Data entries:
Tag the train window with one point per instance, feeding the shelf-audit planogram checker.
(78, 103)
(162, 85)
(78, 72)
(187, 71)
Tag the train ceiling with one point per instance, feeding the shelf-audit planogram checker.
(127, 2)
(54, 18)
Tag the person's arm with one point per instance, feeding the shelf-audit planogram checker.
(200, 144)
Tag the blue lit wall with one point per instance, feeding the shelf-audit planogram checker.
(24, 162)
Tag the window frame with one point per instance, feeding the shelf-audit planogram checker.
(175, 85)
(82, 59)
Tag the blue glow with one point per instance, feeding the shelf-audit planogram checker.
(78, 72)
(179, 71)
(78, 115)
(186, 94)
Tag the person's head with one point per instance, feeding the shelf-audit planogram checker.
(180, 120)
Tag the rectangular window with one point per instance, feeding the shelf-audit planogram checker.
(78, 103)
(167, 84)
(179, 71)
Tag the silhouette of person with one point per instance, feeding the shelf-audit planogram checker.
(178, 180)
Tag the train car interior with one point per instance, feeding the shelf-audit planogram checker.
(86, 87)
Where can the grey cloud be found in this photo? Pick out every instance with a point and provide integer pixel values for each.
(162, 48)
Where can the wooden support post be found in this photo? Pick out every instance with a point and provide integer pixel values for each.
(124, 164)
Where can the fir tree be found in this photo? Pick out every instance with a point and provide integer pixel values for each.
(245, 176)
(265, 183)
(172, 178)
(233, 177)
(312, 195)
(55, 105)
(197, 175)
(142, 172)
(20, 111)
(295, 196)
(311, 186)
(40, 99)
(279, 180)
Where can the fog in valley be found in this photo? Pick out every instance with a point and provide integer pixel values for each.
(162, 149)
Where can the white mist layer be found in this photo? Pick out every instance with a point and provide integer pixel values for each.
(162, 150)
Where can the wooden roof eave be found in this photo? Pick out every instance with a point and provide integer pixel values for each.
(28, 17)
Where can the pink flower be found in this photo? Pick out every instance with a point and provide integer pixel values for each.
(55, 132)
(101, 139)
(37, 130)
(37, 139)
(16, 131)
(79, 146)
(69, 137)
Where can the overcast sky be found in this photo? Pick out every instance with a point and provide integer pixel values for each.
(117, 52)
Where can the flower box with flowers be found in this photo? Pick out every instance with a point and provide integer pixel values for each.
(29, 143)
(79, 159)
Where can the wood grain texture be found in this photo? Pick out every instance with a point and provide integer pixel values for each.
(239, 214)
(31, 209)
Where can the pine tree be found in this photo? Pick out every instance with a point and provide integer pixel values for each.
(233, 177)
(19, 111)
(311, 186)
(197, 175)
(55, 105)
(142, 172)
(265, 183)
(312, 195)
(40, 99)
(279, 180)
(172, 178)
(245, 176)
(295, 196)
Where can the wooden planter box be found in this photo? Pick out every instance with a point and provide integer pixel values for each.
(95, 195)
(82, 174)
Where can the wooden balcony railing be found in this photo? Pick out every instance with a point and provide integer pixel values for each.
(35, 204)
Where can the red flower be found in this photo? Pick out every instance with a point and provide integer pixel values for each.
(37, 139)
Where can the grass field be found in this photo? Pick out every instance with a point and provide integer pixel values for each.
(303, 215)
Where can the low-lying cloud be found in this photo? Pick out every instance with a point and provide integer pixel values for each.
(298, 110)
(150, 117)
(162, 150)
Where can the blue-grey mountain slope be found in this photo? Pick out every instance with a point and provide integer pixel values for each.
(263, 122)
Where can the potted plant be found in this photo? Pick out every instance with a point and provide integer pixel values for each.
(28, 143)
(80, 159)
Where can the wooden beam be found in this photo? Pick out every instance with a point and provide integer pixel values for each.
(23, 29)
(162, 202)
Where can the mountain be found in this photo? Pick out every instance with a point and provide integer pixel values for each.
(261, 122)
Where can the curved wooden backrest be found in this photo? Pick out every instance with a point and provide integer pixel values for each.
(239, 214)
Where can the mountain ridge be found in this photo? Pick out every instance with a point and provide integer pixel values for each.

* TASK TO CARRY OUT:
The lines from the one containing "Where can the mountain be" through the last line of the records are to be transcribed exactly, with nothing else added.

* RESPONSE BELOW:
Where can the mountain be found in this photo? Pick out every instance with a point and provide integer pixel values for each.
(261, 122)
Where can the curved wooden backrest be found in this photo? Pick out every instance with a point and provide integer pixel values for each.
(239, 214)
Where can the mountain ridge be found in this photo? Pick out every instance with a point and provide integer pixel values for each.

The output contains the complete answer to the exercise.